══ Segmento de texto ══

Como tal, as declarações da autora a tal respeito, desacompanhadas de qualquer outro meio de prova que as confirme, não são suficientes para dar tais factos como provados.

Também, nesta parte, a impugnação deduzida pela Apelante é de improceder.

Concluindo, julga-se parcialmente procedente a impugnação deduzida pela Apelante à decisão quanto à matéria de facto, introduzindo unicamente as alterações acima descritas quanto aos pontos 1 e 9 e 10, da matéria dada como não provada, aditando-se os seguintes factos à matéria dada como provada:

1. No dia da visita ao locado prévia à celebração do contrato, a autora falou à Ré nos problemas de saúde do seu marido.

10. As janelas não vedam bem, deixando entrar frio e água no interior da habitação


*

Subsunção do direito aos factos.

A autora intenta a presente ação, alegando que, passado pouco tempo após se ter instalado no locado, se constataram vícios e defeitos no imóvel que o tornam impróprio para uma vida minimamente condigna, defeitos estes que a Ré, apesar de interpelada para o efeito, não corrigiu, encontrando-se impossibilitado o gozo do imóvel.

Em consequência, ao abrigo da exceção de não cumprimento do contrato, invoca o direito ao não pagamento das rendas do locado desde o mês de fevereiro em diante, solicitando ainda o reembolso do valor das rendas já pagas (e caução), bem como o pagamento de uma indemnização por danos patrimoniais e não patrimoniais.

Em alternativa, requer que o contrato de arrendamento seja declarado nulo com base em erro vício, porquanto ter sido celebrado pela autora em situação de erro quanto ao objeto do negócio: o locado em si.

A decisão recorrida veio a julgar a ação totalmente improcedente, com a seguinte motivação:

- não reconheceu a verificação dos pressupostos da invocação da exceção de não cumprimento do contrato porquanto, não se encontrando demonstrado que a autora tivesse sido privada do uso do locado – e esta é a obrigação correspetiva do pagamento da renda –, a simples mora do senhorio na realização de obras no locado não lhe dá o direito de recusa do pagamento das rendas;

- considerando que a autora não provou a maior parte dos vícios por si alegados, que visitou previamente o local, não podia ignorar tratar-se de um imóvel com décadas e que tal circunstância foi com certeza considerada na fixação da renda contratada, não considerou provada a existência de erro vício.

Vejamos agora, se a decisão recorrida se encontra ferida de erro de julgamento nos termos sustentados pela Apelante nas suas alegações de recurso.


*

1. Se a autora pode invocar a exceção de incumprimento do contrato para o efeito de não pagamento das rendas até à realização de obras no locado, bem como para o reembolso das rendas por si pagas desde o início do arrendamento.

═══
══ Entradas extraídas ══

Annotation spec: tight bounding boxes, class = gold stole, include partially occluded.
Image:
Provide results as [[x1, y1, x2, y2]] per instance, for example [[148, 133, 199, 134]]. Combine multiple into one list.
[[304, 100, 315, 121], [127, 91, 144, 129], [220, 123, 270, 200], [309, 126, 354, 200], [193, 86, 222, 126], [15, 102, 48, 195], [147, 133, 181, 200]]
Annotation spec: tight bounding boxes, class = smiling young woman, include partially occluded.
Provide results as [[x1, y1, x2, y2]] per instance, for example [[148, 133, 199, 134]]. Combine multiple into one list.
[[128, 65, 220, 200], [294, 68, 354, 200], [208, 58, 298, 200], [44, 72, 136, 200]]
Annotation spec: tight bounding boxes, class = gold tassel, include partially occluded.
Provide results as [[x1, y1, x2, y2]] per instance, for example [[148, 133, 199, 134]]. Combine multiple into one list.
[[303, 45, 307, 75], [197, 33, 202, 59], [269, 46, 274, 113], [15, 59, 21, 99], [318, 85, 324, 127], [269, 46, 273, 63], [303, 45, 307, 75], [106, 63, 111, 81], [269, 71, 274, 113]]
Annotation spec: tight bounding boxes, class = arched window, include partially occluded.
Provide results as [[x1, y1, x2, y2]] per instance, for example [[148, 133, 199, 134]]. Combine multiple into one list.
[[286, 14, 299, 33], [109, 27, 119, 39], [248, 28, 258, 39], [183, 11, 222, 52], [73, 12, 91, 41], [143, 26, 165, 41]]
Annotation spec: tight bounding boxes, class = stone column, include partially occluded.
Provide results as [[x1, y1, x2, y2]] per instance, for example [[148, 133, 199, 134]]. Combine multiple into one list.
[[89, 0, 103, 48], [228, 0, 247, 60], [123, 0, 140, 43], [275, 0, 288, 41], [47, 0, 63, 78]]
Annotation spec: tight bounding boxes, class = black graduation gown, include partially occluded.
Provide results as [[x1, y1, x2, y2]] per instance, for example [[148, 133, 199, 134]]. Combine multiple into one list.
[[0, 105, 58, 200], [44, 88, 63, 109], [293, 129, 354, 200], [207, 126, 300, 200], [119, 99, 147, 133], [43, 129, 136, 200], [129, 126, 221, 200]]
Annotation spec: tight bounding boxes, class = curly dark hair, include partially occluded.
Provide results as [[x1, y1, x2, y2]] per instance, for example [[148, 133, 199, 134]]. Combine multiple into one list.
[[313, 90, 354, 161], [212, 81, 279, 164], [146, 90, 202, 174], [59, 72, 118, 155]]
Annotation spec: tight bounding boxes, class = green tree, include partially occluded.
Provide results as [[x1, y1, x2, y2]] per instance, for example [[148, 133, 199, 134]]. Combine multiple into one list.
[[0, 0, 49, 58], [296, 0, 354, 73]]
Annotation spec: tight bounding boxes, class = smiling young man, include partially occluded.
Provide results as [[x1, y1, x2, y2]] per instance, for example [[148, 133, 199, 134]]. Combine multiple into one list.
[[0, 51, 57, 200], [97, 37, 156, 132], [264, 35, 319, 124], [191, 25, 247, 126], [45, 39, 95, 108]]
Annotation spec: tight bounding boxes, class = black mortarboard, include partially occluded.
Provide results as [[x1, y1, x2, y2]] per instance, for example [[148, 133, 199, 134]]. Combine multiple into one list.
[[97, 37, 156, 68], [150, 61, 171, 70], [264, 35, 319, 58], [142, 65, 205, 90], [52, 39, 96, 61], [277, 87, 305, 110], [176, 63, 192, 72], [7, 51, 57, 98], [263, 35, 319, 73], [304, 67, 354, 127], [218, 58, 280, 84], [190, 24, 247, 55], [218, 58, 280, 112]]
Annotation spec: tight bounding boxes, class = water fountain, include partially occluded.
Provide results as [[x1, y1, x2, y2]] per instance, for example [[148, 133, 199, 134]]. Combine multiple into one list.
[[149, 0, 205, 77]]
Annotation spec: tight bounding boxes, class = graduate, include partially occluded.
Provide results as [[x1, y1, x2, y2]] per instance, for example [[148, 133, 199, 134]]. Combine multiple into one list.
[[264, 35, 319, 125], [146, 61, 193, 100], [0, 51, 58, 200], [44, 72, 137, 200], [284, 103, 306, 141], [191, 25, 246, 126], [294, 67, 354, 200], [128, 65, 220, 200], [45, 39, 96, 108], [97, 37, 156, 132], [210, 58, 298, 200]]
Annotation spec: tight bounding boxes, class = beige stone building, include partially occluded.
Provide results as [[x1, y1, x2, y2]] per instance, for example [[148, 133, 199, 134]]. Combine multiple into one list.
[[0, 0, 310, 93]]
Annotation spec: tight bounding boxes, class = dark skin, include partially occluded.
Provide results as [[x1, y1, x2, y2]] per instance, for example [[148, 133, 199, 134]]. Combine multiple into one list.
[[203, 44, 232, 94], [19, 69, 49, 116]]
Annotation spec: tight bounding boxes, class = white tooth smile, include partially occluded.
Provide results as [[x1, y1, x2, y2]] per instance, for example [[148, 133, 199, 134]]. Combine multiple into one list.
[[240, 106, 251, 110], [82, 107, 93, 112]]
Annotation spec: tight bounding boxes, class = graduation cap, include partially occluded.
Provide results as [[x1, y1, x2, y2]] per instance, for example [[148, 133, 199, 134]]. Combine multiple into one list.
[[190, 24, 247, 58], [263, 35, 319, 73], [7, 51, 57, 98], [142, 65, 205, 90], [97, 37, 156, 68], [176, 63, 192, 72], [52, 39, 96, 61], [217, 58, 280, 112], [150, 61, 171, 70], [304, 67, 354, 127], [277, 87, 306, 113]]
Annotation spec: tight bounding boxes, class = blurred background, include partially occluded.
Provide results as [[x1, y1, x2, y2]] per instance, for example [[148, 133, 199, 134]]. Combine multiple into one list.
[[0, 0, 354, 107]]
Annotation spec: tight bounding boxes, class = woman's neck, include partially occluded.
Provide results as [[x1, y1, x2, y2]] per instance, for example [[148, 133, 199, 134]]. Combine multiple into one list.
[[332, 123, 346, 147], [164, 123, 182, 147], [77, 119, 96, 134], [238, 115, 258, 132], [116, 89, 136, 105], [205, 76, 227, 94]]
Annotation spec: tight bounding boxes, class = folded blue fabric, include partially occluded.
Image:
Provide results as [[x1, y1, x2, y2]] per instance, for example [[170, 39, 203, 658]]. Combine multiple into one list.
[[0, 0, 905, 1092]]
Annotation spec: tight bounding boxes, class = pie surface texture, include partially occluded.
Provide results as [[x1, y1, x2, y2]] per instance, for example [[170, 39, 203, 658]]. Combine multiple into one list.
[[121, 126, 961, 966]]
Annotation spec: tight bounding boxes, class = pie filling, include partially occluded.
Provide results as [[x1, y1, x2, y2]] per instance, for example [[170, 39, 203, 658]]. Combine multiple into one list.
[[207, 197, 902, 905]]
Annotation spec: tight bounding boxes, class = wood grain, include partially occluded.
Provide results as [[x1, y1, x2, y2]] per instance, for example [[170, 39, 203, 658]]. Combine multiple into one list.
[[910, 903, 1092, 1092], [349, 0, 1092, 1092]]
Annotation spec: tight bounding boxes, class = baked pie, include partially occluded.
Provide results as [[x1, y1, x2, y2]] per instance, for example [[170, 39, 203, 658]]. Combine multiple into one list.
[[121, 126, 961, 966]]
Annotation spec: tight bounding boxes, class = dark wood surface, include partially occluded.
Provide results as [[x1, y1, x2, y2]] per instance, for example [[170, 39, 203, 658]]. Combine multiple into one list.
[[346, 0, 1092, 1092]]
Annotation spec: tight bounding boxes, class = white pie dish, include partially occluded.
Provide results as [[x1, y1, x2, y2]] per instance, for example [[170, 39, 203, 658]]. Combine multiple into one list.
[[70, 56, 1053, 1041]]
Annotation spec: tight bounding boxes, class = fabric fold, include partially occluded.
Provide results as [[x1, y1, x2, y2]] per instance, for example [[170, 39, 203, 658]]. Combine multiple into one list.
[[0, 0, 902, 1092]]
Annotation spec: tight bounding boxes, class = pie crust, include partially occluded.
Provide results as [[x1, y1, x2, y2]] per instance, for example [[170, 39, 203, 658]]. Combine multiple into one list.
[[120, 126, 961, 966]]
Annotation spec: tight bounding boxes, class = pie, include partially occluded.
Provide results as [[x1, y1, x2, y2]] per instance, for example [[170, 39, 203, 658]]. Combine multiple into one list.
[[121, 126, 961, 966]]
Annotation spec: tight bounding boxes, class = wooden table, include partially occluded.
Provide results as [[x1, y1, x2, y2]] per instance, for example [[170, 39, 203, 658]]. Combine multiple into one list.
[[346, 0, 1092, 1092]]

═══

■ Exercícios a resolver ■
[1] Segundo o segmento de texto, a partir de que mês invoca a autora o direito ao não pagamento das rendas do locado?
[2] Transcreva fielmente o trecho do segmento de texto entre "- considerando que" e "início do arrendamento.", inclusive.

■ Respostas aos exercícios ■
[1] A partir do mês de fevereiro.

[2]
- considerando que a autora não provou a maior parte dos vícios por si alegados, que visitou previamente o local, não podia ignorar tratar-se de um imóvel com décadas e que tal circunstância foi com certeza considerada na fixação da renda contratada, não considerou provada a existência de erro vício.

Vejamos agora, se a decisão recorrida se encontra ferida de erro de julgamento nos termos sustentados pela Apelante nas suas alegações de recurso.


*

1. Se a autora pode invocar a exceção de incumprimento do contrato para o efeito de não pagamento das rendas até à realização de obras no locado, bem como para o reembolso das rendas por si pagas desde o início do arrendamento.